Anne Rice’s “The Wolf Gift”:
I have long been a fan of Anne Rice. Everything that she writes somehow manages to captivate me. Aside from her excellent novel The Mummy, or Ramses the Damned, I have stuck to her stories about vampires, which I adore. Her writing style has greatly influenced me — it’s so decadent and rich and exaggerative. When The Wolf Gift was released, I put in on my list of books to read, but didn’t really look forward much to it. I don’t care about werewolves. But then, Anne wrote on her fantastic Facebook page that the novel was set in San Francisco. I had just returned from that wonderful town and had fallen passionately in love with it, so I downloaded it to my Kindle and am in awe of it. It’s captivating and I don’t want to put it down. I’m constantly reading, but few books enthrall me in this way. I’m only a quarter of the way through it so far, but I can’t wait to get home from work and read some more. I don’t know if other people are as enraptured as I, since I refuse to look at reviews until I finish the book, lest I learn how the plot unfolds before I read it myself! I’ll probably finish it this weekend and then anxiously anticipate the sequel.

**BRIEF 1:** Repeat the post about The Wolf Gift word for word, from start to finish.
The post and the records were taken from unrelated sources.

**DATA SUPPLIED:**
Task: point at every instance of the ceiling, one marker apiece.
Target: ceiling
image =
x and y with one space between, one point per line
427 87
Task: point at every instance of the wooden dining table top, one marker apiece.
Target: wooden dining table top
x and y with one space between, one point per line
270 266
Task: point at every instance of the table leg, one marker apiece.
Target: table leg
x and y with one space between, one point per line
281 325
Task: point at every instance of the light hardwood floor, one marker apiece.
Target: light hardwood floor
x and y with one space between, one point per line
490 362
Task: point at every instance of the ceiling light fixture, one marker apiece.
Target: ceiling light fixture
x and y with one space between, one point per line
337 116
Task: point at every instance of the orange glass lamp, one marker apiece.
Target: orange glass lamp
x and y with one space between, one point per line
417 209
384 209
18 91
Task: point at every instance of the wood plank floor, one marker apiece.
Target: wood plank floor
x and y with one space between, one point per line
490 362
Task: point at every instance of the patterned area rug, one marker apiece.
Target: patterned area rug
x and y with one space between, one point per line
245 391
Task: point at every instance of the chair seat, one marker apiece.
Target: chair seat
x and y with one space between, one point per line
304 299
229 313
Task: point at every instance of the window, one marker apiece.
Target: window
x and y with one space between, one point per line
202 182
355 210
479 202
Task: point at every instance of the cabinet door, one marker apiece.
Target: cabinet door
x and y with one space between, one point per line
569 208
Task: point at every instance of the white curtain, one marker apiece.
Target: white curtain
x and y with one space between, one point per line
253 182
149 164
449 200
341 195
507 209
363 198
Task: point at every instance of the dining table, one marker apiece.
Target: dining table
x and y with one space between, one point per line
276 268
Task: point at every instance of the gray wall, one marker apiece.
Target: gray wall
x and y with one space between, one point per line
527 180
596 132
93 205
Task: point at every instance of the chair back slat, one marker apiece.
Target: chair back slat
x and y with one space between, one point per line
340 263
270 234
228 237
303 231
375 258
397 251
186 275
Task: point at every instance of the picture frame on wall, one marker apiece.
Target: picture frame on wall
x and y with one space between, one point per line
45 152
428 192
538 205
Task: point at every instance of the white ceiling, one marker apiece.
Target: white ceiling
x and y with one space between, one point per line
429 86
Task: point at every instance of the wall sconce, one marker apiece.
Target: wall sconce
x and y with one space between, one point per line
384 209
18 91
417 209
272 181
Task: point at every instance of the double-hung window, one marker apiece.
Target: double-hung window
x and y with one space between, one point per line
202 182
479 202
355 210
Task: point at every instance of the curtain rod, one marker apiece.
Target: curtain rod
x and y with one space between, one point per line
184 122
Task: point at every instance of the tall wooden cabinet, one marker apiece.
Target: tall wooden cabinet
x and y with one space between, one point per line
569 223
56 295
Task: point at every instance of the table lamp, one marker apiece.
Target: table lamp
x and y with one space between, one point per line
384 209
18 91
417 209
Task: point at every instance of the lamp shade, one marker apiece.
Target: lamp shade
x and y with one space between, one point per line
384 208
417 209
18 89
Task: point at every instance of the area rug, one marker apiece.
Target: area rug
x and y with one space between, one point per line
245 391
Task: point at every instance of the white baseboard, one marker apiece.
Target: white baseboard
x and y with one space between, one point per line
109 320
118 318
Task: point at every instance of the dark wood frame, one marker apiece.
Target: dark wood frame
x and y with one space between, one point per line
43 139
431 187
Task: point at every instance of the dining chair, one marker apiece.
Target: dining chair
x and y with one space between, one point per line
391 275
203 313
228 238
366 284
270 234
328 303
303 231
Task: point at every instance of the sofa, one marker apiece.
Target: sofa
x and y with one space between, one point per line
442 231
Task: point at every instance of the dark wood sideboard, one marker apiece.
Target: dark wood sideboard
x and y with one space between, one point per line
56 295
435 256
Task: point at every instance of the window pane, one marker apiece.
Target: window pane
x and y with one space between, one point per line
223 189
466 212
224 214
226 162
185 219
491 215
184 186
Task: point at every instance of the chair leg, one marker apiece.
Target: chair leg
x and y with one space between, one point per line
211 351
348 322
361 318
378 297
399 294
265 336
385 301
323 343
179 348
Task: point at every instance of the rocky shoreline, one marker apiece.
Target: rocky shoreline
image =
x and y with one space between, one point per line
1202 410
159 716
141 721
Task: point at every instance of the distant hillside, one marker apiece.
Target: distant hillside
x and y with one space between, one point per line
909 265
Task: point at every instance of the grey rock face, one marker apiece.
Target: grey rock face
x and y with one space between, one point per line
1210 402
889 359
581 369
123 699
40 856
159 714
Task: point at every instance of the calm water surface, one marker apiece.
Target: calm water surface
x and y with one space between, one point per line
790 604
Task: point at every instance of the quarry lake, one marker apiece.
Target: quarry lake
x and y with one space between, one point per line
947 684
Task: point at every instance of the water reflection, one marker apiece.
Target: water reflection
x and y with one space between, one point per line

**BRIEF 2:** In the records, change "rocky shoreline" to "stony shoreline" in the lines from the one holding "Task: point at every instance of the window pane, one" through the final line, inclusive. Return only those lines, with nothing else altered.

**PROBLEM SOLUTION 1:**
Anne Rice’s “The Wolf Gift”:
I have long been a fan of Anne Rice. Everything that she writes somehow manages to captivate me. Aside from her excellent novel The Mummy, or Ramses the Damned, I have stuck to her stories about vampires, which I adore. Her writing style has greatly influenced me — it’s so decadent and rich and exaggerative. When The Wolf Gift was released, I put in on my list of books to read, but didn’t really look forward much to it. I don’t care about werewolves. But then, Anne wrote on her fantastic Facebook page that the novel was set in San Francisco. I had just returned from that wonderful town and had fallen passionately in love with it, so I downloaded it to my Kindle and am in awe of it. It’s captivating and I don’t want to put it down. I’m constantly reading, but few books enthrall me in this way. I’m only a quarter of the way through it so far, but I can’t wait to get home from work and read some more. I don’t know if other people are as enraptured as I, since I refuse to look at reviews until I finish the book, lest I learn how the plot unfolds before I read it myself! I’ll probably finish it this weekend and then anxiously anticipate the sequel.

**PROBLEM SOLUTION 2:**
Task: point at every instance of the window pane, one marker apiece.
Target: window pane
x and y with one space between, one point per line
223 189
466 212
224 214
226 162
185 219
491 215
184 186
Task: point at every instance of the chair leg, one marker apiece.
Target: chair leg
x and y with one space between, one point per line
211 351
348 322
361 318
378 297
399 294
265 336
385 301
323 343
179 348
Task: point at every instance of the stony shoreline, one marker apiece.
Target: stony shoreline
image =
x and y with one space between, one point per line
1202 410
159 716
141 721
Task: point at every instance of the distant hillside, one marker apiece.
Target: distant hillside
x and y with one space between, one point per line
909 265
Task: point at every instance of the grey rock face, one marker apiece.
Target: grey rock face
x and y with one space between, one point per line
1210 402
889 359
581 369
123 699
40 856
159 714
Task: point at every instance of the calm water surface, one marker apiece.
Target: calm water surface
x and y with one space between, one point per line
790 604
Task: point at every instance of the quarry lake, one marker apiece.
Target: quarry lake
x and y with one space between, one point per line
947 684
Task: point at every instance of the water reflection, one marker apiece.
Target: water reflection
x and y with one space between, one point per line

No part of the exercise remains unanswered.